**Extract to read**
--------------------------------
Project vs. Task Management

You can’t “do” a project, you can only do a task. One of the biggest barriers to getting things done is to think of a project as a task. A project consists of many different tasks, and unless we break it down into tasks, it may seem overwhelming, and we’re likely to walk away from it.
So the first step in any project, whether it is setting a routine for cleaning a house or redoing your website, is to create a project sheet. Write the name of the project on top, and the expected due date. Then answer some questions:
  1. Why am I doing this — what do I want out of it? Sometimes we put more time and effort into something than it merits. This step helps to put it in perspective and stay focused on the goal.
  2. Am I doing this project for myself or for someone else? Am I clear as to what they want, and when they want it? Do I know how to get this done, or should I ask? If we’re not sure, we’ll go into avoidance mode.
  3. What resources will I need — time, money, other people?
  4. How do I feel about working on this project? You may have to do it, but it’s helpful to know that you’d rather not, so you can be wary when you find other things to do.
Now list all the steps to accomplish the project, along with due dates for each step (working backward from the deadline, if there is one).

Focus Daily

The Daily Focus form is not your to-do list, which could be 20 pages long! It is a grounding list, with space for only three primary tasks that are critical to accomplish each day. You can tackle three secondary tasks if you complete the first three.
--------------------------------
**The data**
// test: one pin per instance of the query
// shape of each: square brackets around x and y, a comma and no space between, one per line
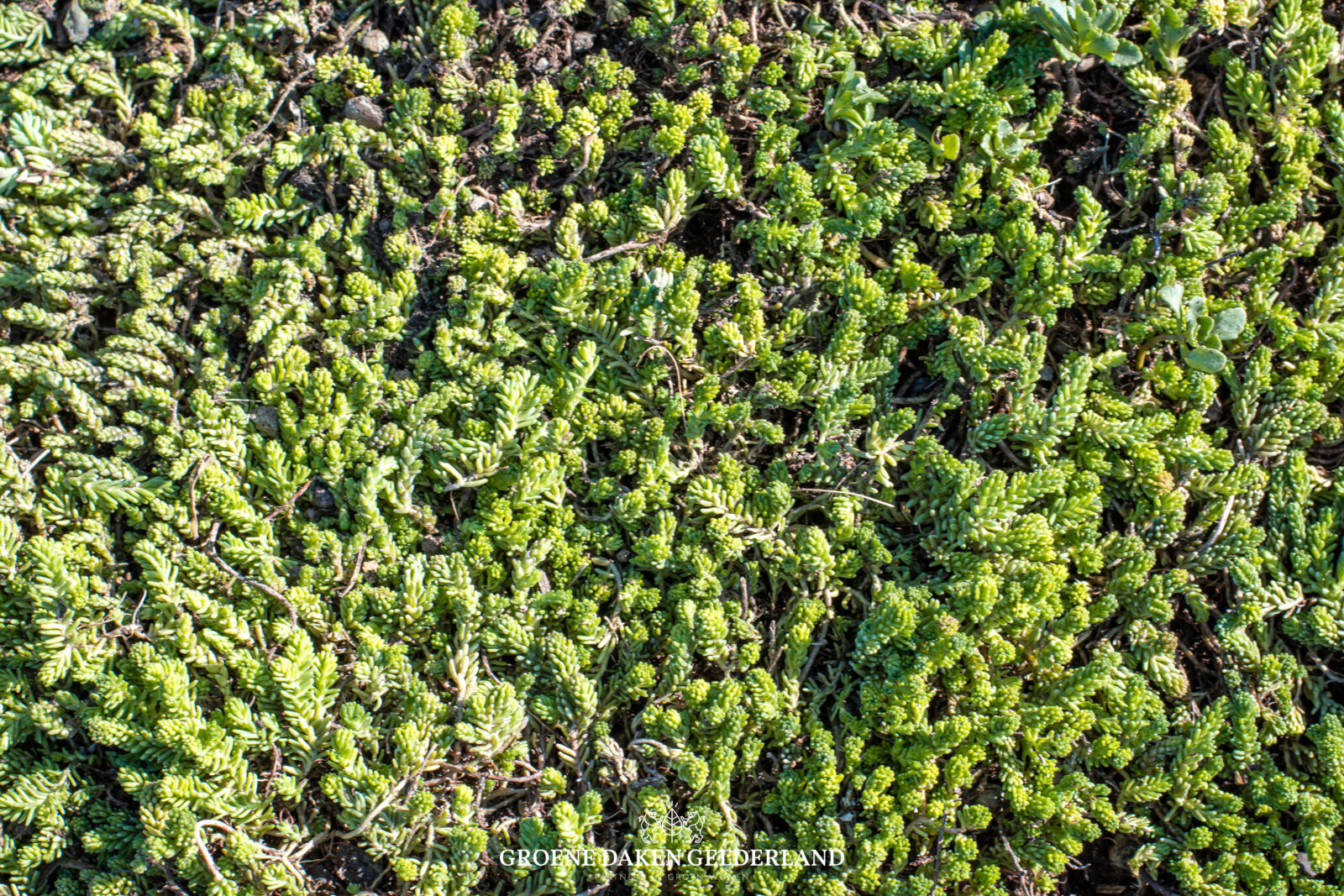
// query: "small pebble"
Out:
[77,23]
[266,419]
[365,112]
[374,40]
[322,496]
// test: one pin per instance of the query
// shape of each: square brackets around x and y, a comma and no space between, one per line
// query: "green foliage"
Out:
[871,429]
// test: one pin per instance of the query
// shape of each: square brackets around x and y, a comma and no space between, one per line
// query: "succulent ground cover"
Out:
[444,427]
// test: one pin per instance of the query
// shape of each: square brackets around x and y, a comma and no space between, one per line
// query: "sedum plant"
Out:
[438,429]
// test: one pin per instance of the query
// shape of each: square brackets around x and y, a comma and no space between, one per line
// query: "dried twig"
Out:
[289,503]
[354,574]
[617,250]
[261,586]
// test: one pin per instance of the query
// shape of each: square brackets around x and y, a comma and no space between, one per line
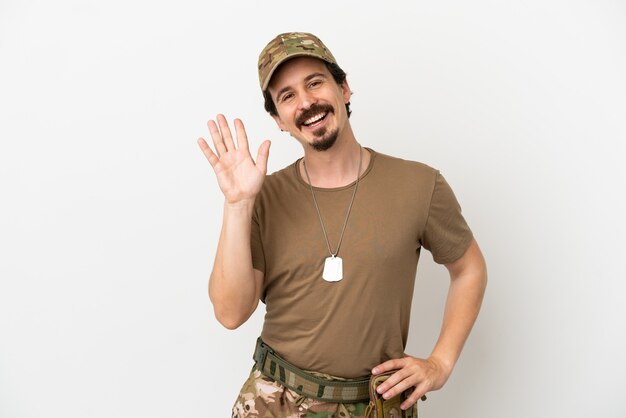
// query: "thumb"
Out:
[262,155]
--------------------------------
**Your task**
Answer these questions using the text on project and task management.
1. What two things are written at the top of a project sheet?
2. What three resources does the text name?
3. How many primary tasks does the Daily Focus form have space for?

**Answer to this exercise**
1. The name of the project and the expected due date.
2. Time, money and other people.
3. Three.